You can use the following query to check your system to see if there are any columns using either the TEXT or NTEXT datatypes. This does not check either stored procedure / trigger / function / SQL Agent T-SQL job steps content to see if these datatypes are being used in temporary tables or table variables or permanent tables being created or altered, nor does it check T-SQL code submitted by anything outside of SQL Server (such as your app code). So be sure to test, test, test (which you were going to do anyway, right?).

Now, to be fair, these same quirks exist when using any Supplementary Character-Aware Collation (i.e. one with either "_SC" or "_140_" in its name) at the Instance or Database level.

Please note that the following query only reports objects for the database in which it’s being executed (also, the two deprecated functions mentioned above will show up in all databases as they are global).

SELECT OBJECT_SCHEMA_NAME(ac.[object_id])

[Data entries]
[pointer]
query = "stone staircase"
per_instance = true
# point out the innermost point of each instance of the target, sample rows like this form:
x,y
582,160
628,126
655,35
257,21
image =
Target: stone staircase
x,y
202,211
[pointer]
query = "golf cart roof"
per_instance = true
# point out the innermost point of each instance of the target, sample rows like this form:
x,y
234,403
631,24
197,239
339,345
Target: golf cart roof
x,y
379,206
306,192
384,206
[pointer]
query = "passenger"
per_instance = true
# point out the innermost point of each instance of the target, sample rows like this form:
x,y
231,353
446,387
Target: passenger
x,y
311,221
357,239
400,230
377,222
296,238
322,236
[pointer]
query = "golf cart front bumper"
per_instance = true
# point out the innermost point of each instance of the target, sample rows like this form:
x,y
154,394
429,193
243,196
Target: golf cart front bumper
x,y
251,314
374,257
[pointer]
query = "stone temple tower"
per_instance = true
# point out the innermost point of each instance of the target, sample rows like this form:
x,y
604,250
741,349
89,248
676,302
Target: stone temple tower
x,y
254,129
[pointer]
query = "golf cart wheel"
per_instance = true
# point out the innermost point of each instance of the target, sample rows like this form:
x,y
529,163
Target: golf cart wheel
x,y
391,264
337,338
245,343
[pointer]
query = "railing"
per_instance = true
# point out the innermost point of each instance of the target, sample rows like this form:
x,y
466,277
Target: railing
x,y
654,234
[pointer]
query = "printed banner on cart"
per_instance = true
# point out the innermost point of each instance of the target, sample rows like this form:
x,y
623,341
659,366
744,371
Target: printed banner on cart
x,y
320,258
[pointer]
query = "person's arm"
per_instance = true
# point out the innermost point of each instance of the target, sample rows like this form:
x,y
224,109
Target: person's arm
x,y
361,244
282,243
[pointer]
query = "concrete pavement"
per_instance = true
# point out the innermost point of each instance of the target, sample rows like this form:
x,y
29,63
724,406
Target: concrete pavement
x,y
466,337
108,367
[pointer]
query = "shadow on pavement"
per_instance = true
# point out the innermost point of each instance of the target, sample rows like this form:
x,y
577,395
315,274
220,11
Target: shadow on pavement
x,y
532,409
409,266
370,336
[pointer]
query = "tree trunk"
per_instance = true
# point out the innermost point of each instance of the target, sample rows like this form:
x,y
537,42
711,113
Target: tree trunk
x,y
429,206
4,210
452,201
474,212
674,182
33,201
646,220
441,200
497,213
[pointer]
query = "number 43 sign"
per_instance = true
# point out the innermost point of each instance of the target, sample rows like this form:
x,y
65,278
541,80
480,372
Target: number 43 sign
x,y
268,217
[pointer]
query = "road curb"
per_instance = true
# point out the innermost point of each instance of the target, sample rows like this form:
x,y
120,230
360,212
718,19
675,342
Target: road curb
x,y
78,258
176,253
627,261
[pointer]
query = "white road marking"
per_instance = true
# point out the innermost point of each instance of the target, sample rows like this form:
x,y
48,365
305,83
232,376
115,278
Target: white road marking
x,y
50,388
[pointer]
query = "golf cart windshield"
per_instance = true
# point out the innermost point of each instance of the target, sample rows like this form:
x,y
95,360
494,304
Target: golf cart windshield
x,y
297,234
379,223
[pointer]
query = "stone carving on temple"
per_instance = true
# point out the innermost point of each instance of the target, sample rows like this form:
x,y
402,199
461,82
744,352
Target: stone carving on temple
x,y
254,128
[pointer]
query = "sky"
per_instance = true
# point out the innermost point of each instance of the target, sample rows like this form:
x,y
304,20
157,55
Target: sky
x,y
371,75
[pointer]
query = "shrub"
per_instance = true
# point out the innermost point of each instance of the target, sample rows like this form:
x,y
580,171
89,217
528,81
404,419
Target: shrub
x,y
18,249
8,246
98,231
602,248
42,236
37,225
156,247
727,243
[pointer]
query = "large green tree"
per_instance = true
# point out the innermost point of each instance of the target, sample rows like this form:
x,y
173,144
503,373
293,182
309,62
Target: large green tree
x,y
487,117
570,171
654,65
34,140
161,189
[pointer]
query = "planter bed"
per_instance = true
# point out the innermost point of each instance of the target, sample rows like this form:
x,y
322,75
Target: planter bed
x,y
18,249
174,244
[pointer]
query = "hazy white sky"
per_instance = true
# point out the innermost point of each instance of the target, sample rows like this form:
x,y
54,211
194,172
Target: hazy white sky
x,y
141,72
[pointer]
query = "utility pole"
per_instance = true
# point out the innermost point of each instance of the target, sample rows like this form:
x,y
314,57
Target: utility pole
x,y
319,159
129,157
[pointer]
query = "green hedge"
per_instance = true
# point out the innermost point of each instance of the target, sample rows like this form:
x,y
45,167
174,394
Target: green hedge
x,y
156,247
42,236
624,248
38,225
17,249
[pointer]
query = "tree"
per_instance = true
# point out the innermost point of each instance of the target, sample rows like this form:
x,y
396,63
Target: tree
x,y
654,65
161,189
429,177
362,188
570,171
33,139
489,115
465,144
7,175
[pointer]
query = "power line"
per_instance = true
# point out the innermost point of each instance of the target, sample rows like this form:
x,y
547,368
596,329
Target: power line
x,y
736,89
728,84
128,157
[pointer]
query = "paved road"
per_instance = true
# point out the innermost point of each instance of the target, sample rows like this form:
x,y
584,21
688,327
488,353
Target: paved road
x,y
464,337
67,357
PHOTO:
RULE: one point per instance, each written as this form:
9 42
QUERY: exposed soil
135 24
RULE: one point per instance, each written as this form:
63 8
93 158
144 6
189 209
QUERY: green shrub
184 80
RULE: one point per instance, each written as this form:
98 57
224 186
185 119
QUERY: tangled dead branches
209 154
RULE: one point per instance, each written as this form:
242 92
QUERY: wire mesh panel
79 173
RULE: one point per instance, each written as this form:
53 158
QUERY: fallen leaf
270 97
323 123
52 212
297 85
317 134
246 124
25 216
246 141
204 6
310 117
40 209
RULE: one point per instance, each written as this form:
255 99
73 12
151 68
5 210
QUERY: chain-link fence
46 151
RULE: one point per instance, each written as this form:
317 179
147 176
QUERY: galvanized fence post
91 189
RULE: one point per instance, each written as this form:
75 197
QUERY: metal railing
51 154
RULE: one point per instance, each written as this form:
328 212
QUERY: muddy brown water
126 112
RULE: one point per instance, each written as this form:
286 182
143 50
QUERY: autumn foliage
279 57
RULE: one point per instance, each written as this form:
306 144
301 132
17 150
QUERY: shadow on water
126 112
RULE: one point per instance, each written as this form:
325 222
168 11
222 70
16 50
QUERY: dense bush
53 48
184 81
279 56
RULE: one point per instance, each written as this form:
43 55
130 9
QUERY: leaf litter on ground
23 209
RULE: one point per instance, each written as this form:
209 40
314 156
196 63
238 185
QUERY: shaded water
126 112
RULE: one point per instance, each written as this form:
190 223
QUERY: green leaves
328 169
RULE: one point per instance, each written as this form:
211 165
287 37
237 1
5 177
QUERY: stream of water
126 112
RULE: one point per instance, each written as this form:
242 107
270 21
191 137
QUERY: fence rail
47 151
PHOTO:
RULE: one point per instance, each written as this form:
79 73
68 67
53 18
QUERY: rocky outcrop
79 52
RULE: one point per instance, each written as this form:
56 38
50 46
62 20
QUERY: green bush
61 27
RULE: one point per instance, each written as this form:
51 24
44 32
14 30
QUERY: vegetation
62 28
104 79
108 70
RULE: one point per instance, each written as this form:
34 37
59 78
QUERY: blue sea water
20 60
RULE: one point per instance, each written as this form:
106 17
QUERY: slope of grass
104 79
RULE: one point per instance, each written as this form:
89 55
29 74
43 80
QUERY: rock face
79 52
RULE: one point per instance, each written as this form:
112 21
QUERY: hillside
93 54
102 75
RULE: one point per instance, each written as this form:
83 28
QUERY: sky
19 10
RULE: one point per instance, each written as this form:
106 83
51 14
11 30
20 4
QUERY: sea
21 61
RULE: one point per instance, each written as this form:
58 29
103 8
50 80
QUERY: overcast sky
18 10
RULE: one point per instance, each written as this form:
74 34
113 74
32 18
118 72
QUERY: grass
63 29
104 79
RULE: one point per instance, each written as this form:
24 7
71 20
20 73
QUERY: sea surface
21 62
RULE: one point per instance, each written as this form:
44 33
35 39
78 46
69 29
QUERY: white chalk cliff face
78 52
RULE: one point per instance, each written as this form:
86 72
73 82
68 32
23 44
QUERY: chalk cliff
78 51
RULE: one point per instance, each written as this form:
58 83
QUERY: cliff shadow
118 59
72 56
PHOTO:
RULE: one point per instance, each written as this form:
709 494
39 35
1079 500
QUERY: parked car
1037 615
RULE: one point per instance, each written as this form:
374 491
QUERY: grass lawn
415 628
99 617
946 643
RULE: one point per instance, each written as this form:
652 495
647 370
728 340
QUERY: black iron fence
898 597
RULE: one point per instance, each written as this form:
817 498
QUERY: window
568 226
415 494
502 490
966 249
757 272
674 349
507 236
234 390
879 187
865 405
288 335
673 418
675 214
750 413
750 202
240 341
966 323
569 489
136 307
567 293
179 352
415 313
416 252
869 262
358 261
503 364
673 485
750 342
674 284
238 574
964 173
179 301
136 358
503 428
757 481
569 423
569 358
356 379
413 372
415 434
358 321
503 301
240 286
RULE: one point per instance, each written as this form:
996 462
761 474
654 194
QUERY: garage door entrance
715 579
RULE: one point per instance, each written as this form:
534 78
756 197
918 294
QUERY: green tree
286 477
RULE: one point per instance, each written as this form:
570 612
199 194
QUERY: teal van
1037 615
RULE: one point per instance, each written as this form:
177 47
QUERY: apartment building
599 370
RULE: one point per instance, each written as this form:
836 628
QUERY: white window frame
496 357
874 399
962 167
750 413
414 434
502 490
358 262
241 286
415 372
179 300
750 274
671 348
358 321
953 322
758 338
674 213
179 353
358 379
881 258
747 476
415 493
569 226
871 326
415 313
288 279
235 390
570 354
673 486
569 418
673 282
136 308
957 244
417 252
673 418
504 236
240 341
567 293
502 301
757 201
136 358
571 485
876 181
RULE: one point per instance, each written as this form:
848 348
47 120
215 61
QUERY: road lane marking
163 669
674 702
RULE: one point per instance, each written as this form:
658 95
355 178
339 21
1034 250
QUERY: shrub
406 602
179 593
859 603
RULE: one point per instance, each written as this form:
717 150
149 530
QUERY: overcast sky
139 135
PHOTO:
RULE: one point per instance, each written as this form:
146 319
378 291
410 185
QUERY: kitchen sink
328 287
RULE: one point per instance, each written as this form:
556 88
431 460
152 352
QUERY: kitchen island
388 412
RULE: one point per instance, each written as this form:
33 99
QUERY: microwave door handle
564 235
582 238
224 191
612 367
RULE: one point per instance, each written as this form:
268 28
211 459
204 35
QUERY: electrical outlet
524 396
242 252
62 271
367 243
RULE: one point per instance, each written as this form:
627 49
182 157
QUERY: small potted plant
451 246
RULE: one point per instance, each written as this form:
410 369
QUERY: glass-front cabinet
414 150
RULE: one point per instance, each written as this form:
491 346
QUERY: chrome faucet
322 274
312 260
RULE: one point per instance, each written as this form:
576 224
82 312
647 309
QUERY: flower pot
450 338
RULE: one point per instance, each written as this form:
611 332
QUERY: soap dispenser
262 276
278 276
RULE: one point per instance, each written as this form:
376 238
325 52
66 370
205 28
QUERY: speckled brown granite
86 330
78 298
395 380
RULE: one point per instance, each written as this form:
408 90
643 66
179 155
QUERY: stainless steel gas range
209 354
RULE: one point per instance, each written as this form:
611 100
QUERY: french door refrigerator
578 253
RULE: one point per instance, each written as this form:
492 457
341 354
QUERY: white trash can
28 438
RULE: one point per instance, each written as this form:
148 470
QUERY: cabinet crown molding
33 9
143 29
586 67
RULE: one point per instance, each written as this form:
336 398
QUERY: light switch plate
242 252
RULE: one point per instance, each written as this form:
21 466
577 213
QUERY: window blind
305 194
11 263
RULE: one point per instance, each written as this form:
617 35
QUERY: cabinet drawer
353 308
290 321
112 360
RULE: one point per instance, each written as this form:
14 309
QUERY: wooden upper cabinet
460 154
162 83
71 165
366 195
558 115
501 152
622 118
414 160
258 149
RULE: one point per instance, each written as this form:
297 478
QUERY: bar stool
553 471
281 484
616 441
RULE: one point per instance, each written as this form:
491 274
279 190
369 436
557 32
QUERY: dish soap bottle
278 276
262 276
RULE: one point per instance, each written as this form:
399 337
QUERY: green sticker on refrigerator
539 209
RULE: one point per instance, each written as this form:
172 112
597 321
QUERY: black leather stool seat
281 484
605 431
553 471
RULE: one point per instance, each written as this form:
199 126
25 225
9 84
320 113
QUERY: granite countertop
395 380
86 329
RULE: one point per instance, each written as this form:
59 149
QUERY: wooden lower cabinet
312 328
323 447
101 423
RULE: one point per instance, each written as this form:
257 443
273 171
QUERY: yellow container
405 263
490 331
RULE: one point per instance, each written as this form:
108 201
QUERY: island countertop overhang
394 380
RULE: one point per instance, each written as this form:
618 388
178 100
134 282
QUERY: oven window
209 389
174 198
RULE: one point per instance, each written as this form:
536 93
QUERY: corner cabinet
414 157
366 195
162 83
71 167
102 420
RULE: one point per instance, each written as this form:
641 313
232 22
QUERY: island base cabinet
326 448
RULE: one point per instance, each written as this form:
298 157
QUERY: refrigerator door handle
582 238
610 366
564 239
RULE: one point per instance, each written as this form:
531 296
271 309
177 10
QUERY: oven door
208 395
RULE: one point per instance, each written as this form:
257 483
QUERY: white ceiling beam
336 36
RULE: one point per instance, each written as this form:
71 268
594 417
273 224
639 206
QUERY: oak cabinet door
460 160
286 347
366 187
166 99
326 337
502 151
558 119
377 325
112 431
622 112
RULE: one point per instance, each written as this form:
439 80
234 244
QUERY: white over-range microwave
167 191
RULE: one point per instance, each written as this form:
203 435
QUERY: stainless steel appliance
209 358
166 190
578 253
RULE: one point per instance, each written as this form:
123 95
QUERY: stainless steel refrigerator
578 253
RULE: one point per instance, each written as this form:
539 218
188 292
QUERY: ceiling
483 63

> What this exercise asks
a – Could you repeat word for word the part of the passage on TEXT and NTEXT columns starting at "Now, to be fair, these" and ending at "they are global)."?
b – Continue the passage on TEXT and NTEXT columns from the point where it stops.
None of the material is needed here.

> Expected answers
a –
Now, to be fair, these same quirks exist when using any Supplementary Character-Aware Collation (i.e. one with either "_SC" or "_140_" in its name) at the Instance or Database level.

Please note that the following query only reports objects for the database in which it’s being executed (also, the two deprecated functions mentioned above will show up in all databases as they are global).

b –
                 COLLATE Latin1_General_100_CI_AS_SC AS [SchemaName],
       ao.[name] COLLATE Latin1_General_100_CI_AS_SC AS [ObjectName],
       ao.[type_desc] AS [ObjectType],
       ac.[name] COLLATE Latin1_General_100_CI_AS_SC AS [ColumnName],
       ac.[system_type_id],
       ac.[collation_name]
FROM   sys.all_columns ac
INNER JOIN sys.all_objects ao
        ON ao.[object_id] = ac.[object_id]
WHERE  ac.[system_type_id] IN (35, 99) -- 35 = TEXT ; 99 = NTEXT
ORDER BY [SchemaName] ASC,
         [ObjectName] ASC,
         [ColumnName] ASC;


 

Recommended Uses / Guidance

The UTF-8 encoding, being a variable-length encoding, can be a huge benefit in some scenarios, but it can also make things worse in others. While required for projects needing to support Unicode while maintaining ASCII compatibility, its usefullness for compression is rather limited given that Data Compression and Clustered Columnstore Indexes are available across all editions of SQL Server. The only scenario that truly benefits from a UTF-8 encoding for the purpose of saving space is one in which all of the following conditions are true:

  1. Data is mostly standard ASCII (values 0 – 127), but either has, or might have, a small amount of a varying range of Unicode characters (more than would be found on a single 8-bit Code Page, or might not exist on any 8-bit Code Page)
  2. Column is currently (or otherwise would be) NVARCHAR(MAX) (meaning, data won’t fit into NVARCHAR(4000))
  3. There is a lot of data for this column or set of columns (1 GB or more when stored in NVARCHAR)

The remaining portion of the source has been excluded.